--- BEGIN ---

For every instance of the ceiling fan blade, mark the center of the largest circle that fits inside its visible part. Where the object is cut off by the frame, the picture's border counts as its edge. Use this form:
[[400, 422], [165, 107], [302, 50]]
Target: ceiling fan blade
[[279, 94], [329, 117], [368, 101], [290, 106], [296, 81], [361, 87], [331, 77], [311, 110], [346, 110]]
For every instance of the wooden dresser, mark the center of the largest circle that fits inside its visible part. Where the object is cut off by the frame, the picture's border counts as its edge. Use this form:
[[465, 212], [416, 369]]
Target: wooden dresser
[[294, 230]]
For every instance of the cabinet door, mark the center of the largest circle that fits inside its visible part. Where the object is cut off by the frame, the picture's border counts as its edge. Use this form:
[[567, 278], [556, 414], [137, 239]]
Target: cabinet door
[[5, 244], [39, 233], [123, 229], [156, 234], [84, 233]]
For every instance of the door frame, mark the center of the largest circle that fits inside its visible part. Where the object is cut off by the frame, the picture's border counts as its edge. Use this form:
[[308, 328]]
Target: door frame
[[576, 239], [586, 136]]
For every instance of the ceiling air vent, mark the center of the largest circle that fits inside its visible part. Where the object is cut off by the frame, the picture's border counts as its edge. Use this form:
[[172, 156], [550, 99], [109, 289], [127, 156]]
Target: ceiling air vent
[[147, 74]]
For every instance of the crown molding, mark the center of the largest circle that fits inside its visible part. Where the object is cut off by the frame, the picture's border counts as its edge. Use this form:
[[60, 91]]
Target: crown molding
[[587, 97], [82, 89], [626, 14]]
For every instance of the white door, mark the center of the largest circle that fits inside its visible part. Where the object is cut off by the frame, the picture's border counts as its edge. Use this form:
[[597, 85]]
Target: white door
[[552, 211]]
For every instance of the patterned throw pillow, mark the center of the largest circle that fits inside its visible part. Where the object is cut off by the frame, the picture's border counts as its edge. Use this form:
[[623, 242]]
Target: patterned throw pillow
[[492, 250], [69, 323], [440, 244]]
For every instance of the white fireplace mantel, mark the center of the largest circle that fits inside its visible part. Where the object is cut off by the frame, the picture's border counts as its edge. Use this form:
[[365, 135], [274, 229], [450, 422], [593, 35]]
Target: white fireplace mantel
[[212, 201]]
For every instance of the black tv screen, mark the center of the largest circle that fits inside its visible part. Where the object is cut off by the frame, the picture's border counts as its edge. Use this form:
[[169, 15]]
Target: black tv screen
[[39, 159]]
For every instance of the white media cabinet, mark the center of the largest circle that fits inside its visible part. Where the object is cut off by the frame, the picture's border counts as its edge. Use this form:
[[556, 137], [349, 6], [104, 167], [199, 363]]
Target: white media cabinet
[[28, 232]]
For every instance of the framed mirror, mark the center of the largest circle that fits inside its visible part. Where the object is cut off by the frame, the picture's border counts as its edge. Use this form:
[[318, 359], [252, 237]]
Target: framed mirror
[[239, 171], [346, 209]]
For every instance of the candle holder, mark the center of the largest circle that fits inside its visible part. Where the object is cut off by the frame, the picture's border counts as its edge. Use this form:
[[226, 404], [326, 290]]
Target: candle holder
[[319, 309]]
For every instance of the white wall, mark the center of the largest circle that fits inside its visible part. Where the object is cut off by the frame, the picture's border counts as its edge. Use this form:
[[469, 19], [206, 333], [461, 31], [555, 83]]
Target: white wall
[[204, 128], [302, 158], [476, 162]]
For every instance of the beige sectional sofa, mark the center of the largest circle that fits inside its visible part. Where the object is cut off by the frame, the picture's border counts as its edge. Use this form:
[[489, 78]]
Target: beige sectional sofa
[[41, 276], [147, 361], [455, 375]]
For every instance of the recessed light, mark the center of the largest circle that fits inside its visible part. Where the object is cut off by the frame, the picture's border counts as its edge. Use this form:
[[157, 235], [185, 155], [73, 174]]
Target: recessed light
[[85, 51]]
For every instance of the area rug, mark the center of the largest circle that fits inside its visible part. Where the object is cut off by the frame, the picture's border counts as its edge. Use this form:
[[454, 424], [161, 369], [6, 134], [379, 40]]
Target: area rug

--- END ---

→ What to work on: Recast every line of the material above as a numbered list, leaving out any blank lines.

→ Correct output:
1. For every instance of the ceiling fan blade, mark the center of the largest circle that fits inside its visible part. Where the object is cut off by the frame, the picture's border counts as its edge. Use this form:
2. [[400, 422], [165, 107], [302, 50]]
3. Target: ceiling fan blade
4. [[279, 94], [329, 117], [368, 101], [290, 106], [296, 81], [361, 87], [331, 77], [311, 110], [346, 110]]
5. For every instance of the wooden dresser, mark the center of the largest circle that fits inside its visible part. Where the object is cut off by the frame, the picture's border counts as its edge. Use this form:
6. [[465, 212], [416, 369]]
7. Target: wooden dresser
8. [[294, 230]]
9. For every instance of the cabinet door, mark the center of the largest circle that fits inside its visible part. Where the object is cut off by the frame, the picture's border counts as its edge. Use this form:
10. [[567, 278], [556, 414], [137, 239]]
11. Target: cabinet door
12. [[5, 244], [39, 233], [123, 229], [156, 234], [84, 233]]
13. For every instance of the door frame, mark the center of the largest circle that fits inside its visible part. Where the object is cut off by the frame, the picture's border counts as its edge. Use this form:
14. [[308, 328]]
15. Target: door frame
16. [[576, 239], [586, 136]]
17. For every instance of the ceiling air vent, mark the center of the largest circle that fits inside its visible part. Where the object is cut off by the frame, the picture's border counts as its edge. Use this form:
18. [[172, 156], [550, 99], [109, 289], [127, 156]]
19. Target: ceiling air vent
20. [[147, 74]]
21. For every instance of the crown molding, mark the center of the largest circle that fits inside its visible part. Where the object is cut off by the frame, the picture's border counts as its edge. Use this form:
22. [[60, 91]]
23. Target: crown molding
24. [[587, 97], [82, 89], [626, 14]]
25. For every instance of the white door, mark the center of the largest circle that fits inside its visible part. Where the object is cut off by the frame, the picture's border counts as its edge. Use this form:
26. [[597, 85]]
27. Target: white door
28. [[552, 211]]
29. For every instance of the patterned throw pillow, mark the center of the largest circle that fits inside its visible part. Where the object is cut off by the frame, the picture's border counts as its edge. Use this form:
30. [[623, 242]]
31. Target: patterned throw pillow
32. [[492, 250], [69, 323], [440, 244]]
33. For every instance of the white fireplace mantel, mark the center of the largest circle that fits inside its visible part. Where the object is cut off by the frame, the picture's border counts as its edge. Use this form:
34. [[365, 135], [274, 229], [450, 422], [593, 35]]
35. Target: white fireplace mantel
36. [[212, 201]]
37. For every instance of the black tv screen, mark the center of the largest circle that fits inside its visible part. Where the object is cut off by the frame, the picture's border counts as its edge. Use this form:
38. [[169, 15]]
39. Target: black tv screen
40. [[39, 159]]
41. For every instance of the white media cabinet, mark the center of the largest circle that fits inside its visible part. Where the object is cut off by the frame, the picture's border counts as its edge. Use this form:
42. [[556, 137], [349, 6], [104, 167], [199, 363]]
43. Target: white media cabinet
44. [[28, 232]]
45. For every instance of the framed mirror, mark the center of the largest circle that fits inside its visible part. Where the object is cut off by the frame, the picture's border counts as its edge. Use this form:
46. [[318, 359], [252, 237]]
47. Target: framed mirror
48. [[239, 171], [346, 209]]
49. For every instance of the candle holder, mark the center of the largest circle that fits inside its visible part. Where the object is cut off by the frame, the picture's border counts as its edge. Use this form:
50. [[226, 404], [326, 290]]
51. Target: candle holder
52. [[319, 309]]
53. For every instance of the white wall, mark the center of the largest circle that fits inside its visible part. Where the object is cut off by the frame, the picture's border counts as its edge. Use this form:
54. [[469, 19], [206, 333], [461, 31], [555, 83]]
55. Target: white wall
56. [[204, 128], [302, 158], [476, 162]]
57. For every instance of the beige sectional sofa, mark the center of the largest circle that fits inside its visible part. Where the object is cut off by the frame, the picture's border counts as its edge. Use this form:
58. [[489, 78]]
59. Target: beige sectional sofa
60. [[41, 276], [147, 361], [455, 375]]
61. For every instance of the recessed light, mark the center of the largest circle that fits inside its visible part. Where the object is cut off by the frame, the picture's border counts as its edge. Use this form:
62. [[157, 235], [185, 155], [73, 174]]
63. Target: recessed light
64. [[85, 51]]
65. For every instance of the area rug, mark the center of the largest circle that fits inside its visible part. Where the object is cut off by the frame, the picture's border counts as its edge. Use this form:
66. [[454, 424], [161, 369], [6, 134], [379, 40]]
67. Target: area rug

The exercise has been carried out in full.